Extracted data entries ▸
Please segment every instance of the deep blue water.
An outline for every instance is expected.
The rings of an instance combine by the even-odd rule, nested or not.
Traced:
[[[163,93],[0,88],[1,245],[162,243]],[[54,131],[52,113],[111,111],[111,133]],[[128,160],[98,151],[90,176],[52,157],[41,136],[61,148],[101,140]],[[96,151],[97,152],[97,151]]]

BRIEF ▸
Rewrite the material above with "deep blue water" changed to "dark blue water" wherever it occurs, keeping every other character of the lines as it is.

PROBLEM SOLUTION ▸
Please segment every instance of the dark blue water.
An outline for every instance is expected.
The rings of an instance combine by the even-odd rule, nested or not.
Traced:
[[[163,93],[0,88],[1,245],[162,243]],[[54,131],[52,113],[111,111],[111,133]],[[128,160],[98,151],[90,176],[52,157],[41,136],[61,148],[101,140]],[[96,151],[97,152],[97,151]]]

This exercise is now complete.